| Dataset extract |
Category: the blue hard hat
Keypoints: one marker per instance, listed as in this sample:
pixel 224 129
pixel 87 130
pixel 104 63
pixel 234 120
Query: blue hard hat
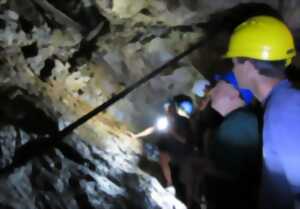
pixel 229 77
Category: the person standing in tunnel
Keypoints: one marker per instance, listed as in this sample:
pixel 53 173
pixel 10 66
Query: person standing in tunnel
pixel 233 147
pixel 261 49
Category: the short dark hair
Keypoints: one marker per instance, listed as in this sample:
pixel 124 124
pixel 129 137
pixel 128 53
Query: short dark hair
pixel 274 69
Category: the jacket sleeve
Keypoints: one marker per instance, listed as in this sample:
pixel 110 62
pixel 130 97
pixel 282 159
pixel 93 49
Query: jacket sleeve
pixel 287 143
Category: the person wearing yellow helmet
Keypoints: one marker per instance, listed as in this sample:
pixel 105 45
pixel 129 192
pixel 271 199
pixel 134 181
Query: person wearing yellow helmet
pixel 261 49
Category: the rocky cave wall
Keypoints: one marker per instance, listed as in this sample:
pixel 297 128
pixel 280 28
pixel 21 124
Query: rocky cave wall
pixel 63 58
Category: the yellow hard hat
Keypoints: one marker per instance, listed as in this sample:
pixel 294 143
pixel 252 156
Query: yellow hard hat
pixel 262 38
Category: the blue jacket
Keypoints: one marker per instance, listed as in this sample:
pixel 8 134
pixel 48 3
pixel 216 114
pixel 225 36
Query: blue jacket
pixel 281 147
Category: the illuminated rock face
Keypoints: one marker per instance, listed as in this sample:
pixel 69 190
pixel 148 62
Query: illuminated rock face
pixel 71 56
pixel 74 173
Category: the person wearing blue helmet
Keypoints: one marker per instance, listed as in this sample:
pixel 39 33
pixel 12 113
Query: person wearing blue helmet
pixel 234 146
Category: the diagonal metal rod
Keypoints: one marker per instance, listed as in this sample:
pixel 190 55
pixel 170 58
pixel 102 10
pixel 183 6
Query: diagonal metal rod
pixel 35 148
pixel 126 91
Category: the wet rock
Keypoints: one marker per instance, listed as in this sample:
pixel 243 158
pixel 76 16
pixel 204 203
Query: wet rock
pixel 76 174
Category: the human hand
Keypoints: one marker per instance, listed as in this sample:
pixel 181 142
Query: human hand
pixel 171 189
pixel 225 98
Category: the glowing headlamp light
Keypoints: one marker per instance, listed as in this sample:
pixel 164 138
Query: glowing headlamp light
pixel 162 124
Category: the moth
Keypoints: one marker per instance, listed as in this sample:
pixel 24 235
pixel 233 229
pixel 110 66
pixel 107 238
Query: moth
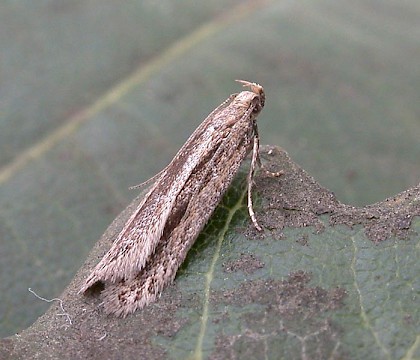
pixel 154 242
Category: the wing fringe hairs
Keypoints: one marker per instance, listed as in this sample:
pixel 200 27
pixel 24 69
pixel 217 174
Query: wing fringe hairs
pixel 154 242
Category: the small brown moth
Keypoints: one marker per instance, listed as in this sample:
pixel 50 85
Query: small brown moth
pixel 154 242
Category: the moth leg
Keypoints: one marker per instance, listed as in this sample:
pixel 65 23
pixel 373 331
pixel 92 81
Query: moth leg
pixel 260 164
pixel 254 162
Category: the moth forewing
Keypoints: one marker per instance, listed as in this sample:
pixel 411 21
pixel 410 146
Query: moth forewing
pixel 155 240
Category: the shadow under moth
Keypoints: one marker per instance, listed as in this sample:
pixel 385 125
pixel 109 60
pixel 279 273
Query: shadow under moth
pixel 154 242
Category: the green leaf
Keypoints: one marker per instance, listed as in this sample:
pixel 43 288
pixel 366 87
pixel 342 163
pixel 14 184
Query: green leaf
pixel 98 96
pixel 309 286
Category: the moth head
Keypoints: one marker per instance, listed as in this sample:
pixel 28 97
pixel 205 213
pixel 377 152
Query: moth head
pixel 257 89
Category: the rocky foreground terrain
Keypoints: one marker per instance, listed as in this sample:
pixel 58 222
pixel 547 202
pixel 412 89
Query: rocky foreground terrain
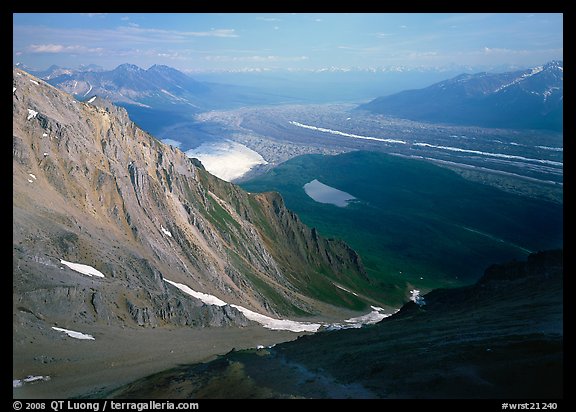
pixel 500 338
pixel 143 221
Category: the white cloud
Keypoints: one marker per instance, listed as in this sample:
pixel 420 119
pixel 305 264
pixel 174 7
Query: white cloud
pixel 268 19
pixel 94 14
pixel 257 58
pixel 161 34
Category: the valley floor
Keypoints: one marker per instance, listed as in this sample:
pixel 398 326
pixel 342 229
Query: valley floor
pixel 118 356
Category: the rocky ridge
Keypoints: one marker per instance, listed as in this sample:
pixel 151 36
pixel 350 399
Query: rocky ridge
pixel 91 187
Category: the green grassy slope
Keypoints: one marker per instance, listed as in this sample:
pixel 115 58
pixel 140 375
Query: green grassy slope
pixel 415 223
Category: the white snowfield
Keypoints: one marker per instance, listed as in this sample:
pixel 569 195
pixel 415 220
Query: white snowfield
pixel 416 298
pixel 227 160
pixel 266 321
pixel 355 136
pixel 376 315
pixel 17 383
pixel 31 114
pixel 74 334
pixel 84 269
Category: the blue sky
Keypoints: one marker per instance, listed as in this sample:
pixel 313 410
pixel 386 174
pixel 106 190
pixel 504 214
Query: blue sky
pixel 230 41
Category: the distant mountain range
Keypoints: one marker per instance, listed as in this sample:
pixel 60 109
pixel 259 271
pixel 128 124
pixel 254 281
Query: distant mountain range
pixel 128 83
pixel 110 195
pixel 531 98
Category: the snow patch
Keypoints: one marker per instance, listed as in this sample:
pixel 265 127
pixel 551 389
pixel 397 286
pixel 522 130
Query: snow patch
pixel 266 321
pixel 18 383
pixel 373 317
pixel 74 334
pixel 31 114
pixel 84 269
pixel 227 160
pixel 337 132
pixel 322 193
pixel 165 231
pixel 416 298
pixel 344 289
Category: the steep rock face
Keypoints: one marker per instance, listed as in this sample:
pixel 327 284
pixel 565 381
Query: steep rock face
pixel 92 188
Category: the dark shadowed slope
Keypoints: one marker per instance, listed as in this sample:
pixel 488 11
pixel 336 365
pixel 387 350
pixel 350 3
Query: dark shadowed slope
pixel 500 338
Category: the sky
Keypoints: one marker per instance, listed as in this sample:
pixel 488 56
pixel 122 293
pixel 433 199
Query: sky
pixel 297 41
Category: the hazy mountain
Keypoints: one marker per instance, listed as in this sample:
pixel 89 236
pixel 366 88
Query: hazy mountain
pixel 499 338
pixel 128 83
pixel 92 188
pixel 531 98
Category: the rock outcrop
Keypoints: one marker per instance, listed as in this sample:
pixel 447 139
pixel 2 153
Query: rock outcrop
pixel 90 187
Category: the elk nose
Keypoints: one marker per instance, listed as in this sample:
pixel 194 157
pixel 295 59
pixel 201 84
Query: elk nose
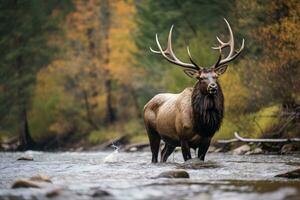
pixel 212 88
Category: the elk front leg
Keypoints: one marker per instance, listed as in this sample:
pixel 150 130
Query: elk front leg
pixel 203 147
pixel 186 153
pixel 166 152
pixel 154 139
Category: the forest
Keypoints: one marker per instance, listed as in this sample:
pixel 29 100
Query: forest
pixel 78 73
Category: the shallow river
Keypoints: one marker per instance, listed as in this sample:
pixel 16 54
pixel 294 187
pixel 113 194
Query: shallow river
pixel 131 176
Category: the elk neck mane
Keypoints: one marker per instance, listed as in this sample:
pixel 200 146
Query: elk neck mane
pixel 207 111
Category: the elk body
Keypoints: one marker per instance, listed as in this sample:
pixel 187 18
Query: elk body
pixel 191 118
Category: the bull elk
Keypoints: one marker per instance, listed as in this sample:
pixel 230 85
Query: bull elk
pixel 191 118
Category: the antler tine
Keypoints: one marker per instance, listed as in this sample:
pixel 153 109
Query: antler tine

| What to produce |
Pictures are to be omitted; otherwise, every line from the first line of the listing through the line containing "pixel 128 53" must be reproduced exactly, both ends included.

| Output for this task |
Category: the blue hard hat
Keypoints: one marker per instance, listed as in this sample:
pixel 224 129
pixel 87 130
pixel 104 63
pixel 234 120
Query: blue hard hat
pixel 229 77
Category: the person standing in tunnel
Keypoints: one marker per instance, listed as in this sample:
pixel 53 173
pixel 10 66
Query: person standing in tunnel
pixel 233 147
pixel 261 49
Category: the short dark hair
Keypoints: one marker per instance, listed as in this sample:
pixel 124 124
pixel 129 137
pixel 128 53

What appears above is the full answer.